Nothing but the lines from the start of the records through the line that contains "Indicate a point on each instance of the pigtail, one" is to be copied, and each is to be copied exactly.

[Opening GIVEN ENTRIES section]

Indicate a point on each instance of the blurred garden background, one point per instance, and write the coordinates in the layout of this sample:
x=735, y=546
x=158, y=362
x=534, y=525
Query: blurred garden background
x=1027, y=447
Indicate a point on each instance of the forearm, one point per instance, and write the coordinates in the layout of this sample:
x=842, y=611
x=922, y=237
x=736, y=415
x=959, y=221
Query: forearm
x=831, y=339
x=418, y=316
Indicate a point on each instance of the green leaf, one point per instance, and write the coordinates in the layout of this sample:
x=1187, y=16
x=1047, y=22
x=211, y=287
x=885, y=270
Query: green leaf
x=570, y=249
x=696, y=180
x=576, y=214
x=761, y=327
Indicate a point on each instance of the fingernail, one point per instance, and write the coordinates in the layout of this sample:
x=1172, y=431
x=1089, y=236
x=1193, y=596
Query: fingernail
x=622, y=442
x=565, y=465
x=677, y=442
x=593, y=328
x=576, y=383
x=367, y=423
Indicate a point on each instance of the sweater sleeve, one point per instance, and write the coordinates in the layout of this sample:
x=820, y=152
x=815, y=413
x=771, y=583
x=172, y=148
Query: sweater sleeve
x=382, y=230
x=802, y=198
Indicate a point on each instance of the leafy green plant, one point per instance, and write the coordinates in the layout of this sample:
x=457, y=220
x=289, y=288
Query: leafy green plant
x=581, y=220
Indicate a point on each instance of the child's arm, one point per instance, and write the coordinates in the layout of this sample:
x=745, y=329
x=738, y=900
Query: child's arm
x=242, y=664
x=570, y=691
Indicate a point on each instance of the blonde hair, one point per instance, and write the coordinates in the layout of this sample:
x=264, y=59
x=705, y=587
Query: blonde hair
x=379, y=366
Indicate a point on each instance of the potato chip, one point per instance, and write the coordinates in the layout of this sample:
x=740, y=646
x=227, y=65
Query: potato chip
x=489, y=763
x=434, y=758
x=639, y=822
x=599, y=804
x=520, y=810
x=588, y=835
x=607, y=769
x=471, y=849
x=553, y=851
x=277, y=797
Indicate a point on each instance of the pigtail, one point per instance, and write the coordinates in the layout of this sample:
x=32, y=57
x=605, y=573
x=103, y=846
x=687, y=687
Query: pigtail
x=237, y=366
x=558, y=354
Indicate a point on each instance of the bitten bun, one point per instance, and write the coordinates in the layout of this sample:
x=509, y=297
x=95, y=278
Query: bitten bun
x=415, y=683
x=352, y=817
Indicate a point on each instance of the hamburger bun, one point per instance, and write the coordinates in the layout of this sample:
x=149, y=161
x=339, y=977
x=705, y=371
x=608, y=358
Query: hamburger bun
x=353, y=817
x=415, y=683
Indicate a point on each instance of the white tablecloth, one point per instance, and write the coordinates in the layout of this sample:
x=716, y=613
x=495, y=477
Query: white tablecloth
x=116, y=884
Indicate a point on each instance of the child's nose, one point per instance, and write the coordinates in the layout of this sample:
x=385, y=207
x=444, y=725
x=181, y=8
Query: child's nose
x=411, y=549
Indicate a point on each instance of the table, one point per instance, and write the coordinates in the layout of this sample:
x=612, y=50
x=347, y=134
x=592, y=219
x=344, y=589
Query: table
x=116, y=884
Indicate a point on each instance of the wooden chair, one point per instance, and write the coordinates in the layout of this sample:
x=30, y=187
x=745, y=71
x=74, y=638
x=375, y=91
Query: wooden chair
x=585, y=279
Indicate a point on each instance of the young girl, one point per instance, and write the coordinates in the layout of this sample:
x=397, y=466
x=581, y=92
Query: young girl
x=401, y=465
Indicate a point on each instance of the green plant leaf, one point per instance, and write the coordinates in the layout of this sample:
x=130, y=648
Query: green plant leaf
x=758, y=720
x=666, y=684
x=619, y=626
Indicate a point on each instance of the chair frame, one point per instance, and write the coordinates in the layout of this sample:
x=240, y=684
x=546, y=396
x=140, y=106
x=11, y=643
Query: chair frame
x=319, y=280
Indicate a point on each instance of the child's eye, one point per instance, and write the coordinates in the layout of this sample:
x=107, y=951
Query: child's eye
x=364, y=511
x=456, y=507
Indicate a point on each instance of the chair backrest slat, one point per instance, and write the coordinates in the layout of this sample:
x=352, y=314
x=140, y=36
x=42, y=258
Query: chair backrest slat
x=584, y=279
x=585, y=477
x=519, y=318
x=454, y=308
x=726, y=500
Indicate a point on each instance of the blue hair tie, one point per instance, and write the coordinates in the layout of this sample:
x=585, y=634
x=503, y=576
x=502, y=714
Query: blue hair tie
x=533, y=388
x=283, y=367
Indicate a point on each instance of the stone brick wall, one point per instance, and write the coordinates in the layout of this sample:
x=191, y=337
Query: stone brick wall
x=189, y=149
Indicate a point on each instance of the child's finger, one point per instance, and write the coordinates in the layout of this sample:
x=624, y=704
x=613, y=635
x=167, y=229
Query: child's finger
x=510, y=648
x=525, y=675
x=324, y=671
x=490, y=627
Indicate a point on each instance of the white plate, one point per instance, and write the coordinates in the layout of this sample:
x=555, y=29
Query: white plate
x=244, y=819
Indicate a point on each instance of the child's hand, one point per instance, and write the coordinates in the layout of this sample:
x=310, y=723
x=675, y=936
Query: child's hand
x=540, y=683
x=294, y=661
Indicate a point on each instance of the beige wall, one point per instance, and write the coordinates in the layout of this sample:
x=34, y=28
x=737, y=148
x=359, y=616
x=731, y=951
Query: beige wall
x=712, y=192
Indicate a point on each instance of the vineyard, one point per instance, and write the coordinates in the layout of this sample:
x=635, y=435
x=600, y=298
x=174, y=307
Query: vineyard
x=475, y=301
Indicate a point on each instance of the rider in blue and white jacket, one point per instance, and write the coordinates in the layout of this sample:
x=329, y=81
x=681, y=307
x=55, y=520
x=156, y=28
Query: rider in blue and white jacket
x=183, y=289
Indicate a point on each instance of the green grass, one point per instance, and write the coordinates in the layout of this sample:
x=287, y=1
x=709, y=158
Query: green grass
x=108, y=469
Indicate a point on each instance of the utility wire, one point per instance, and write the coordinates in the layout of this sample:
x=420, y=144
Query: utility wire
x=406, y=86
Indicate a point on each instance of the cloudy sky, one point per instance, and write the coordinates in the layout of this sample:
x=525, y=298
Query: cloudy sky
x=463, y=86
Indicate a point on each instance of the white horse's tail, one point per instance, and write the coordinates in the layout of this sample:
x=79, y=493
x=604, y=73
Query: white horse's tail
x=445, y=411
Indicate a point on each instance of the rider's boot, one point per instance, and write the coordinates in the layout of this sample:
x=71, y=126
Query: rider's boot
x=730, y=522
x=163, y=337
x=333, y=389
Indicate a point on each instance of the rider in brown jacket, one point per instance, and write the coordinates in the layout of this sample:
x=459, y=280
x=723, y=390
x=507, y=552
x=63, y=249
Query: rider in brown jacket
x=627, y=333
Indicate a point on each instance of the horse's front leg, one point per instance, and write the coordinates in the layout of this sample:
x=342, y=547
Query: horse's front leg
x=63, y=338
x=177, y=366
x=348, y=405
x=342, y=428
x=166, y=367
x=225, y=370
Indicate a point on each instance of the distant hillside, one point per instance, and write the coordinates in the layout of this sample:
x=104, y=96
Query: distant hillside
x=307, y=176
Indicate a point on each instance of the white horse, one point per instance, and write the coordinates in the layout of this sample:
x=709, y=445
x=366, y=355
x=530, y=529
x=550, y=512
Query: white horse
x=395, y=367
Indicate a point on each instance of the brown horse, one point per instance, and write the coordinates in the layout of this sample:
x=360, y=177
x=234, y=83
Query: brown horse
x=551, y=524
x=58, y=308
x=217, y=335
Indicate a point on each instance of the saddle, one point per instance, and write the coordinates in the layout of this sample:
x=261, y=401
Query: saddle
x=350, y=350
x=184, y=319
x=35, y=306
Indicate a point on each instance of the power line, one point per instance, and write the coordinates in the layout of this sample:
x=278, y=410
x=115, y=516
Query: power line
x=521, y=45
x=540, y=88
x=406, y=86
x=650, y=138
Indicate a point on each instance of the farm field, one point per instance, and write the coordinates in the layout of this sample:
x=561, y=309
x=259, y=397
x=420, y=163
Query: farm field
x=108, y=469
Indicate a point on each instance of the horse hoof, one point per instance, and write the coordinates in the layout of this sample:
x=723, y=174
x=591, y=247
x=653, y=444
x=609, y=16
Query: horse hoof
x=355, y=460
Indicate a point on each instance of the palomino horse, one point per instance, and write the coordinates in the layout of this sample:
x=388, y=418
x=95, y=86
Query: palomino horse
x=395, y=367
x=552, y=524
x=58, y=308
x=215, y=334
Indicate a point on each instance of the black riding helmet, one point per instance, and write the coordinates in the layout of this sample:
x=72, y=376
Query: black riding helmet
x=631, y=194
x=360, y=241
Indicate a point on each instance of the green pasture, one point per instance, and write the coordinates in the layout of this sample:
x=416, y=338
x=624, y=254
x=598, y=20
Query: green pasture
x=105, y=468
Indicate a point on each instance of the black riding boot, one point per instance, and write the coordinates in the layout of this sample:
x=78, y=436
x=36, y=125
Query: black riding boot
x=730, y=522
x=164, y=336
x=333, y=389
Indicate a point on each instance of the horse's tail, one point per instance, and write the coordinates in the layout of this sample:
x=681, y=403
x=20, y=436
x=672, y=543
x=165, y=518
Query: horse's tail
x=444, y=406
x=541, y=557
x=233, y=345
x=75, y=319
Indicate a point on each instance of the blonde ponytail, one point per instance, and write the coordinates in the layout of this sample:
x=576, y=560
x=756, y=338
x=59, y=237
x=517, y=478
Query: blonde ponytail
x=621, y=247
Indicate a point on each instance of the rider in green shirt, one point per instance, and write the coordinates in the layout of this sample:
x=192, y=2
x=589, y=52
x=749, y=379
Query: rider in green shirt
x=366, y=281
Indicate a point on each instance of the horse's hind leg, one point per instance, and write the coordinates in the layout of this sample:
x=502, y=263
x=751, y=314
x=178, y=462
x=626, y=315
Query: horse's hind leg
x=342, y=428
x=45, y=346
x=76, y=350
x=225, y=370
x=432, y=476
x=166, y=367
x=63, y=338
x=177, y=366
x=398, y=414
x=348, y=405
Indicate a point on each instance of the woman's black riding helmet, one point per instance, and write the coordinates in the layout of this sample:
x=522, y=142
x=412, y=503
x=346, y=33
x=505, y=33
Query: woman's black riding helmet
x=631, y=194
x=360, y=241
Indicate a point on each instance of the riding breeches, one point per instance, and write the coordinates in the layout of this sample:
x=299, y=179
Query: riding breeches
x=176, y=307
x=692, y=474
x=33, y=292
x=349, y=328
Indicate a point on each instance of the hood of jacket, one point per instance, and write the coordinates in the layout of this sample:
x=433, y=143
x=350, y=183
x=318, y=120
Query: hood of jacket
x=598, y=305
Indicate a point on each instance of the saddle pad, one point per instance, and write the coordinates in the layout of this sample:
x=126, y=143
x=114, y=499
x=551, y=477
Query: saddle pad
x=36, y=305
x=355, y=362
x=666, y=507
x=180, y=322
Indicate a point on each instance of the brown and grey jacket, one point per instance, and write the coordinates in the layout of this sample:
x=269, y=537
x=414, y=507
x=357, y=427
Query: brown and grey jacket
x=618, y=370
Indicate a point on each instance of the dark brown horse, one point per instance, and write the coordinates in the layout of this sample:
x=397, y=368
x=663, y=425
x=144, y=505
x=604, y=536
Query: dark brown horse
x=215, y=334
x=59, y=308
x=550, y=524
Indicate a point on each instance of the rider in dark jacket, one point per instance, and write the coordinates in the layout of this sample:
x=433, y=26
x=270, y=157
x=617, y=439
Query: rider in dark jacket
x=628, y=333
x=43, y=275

[Closing GIVEN ENTRIES section]

### EXERCISE SOLUTION
Indicate a point on each instance of the blurred garden background, one point per instance, and write the coordinates in the layout of this sample:
x=735, y=546
x=158, y=362
x=534, y=525
Query: blurred garden background
x=1027, y=447
Indicate a point on each instance of the forearm, one point per instance, and write the coordinates in the layout of this sample:
x=842, y=611
x=922, y=237
x=736, y=415
x=959, y=221
Query: forearm
x=831, y=339
x=418, y=316
Indicate a point on each instance of the green leaf, one point per instance, and write the coordinates in the layout of this sample:
x=1187, y=16
x=1047, y=22
x=211, y=287
x=885, y=270
Query: green leaf
x=570, y=249
x=696, y=180
x=576, y=214
x=761, y=327
Indicate a point on each instance of the fingernail, one point per instance, and write the coordinates in the layout of this sample:
x=1172, y=431
x=1089, y=236
x=1193, y=596
Query: fingernail
x=622, y=442
x=565, y=465
x=677, y=442
x=593, y=328
x=576, y=383
x=367, y=423
Indicate a point on each instance of the sweater sleeve, one point per instance, and write the coordinates in the layout of this sample:
x=820, y=152
x=815, y=413
x=771, y=583
x=172, y=148
Query: sweater sleeve
x=382, y=230
x=802, y=198
Indicate a point on each instance of the leafy green plant, one point per instance, and write the coordinates in the layout of this sample:
x=457, y=220
x=289, y=288
Query: leafy green plant
x=581, y=220
Indicate a point on each instance of the child's arm, one point per instance, and write the coordinates in the layout of this sample:
x=745, y=329
x=738, y=900
Query: child's arm
x=242, y=664
x=570, y=691
Indicate a point on each instance of the blonde hair, one point per instance, and write the coordinates in the layout of this sample:
x=264, y=59
x=705, y=587
Query: blonde hair
x=379, y=366
Indicate a point on each instance of the potato chip, one point per instance, and write the coordinates in the layout of this sample:
x=740, y=646
x=227, y=65
Query: potato chip
x=489, y=763
x=434, y=758
x=639, y=822
x=599, y=804
x=520, y=810
x=588, y=835
x=607, y=769
x=471, y=849
x=553, y=851
x=277, y=797
Indicate a point on each instance of the pigtail, one point per instance, and write the coordinates in the layout of this sample:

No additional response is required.